- Entries from a point annotation set
+---+

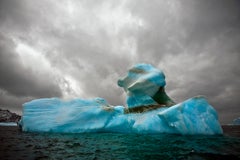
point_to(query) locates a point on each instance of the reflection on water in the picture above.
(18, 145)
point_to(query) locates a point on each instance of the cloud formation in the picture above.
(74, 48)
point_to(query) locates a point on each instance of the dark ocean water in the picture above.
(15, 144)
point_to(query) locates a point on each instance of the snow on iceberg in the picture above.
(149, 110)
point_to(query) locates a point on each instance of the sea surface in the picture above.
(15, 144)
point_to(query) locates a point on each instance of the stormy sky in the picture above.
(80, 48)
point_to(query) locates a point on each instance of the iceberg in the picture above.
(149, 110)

+---+

- Objective
Extract every line of the listing above verbatim, omitting the pictures.

- Response to the exercise
point_to(query) locates a point on each instance of the reflection on water in the picture above.
(18, 145)
point_to(query) locates a point on each instance of the cloud formation in the picture above.
(74, 48)
point_to(query) locates a point on each instance of the dark ocean water in the picture above.
(15, 144)
point_to(query) locates a point on each instance of the snow on iceberg in the picture above.
(149, 110)
point_to(query) locates a point on each instance of the sea surface in the picture above.
(15, 144)
point_to(query) locates a point on each instance of the stormy sky in the picture above.
(80, 48)
point_to(query) locates a point on each instance of the iceberg in the picture above.
(149, 110)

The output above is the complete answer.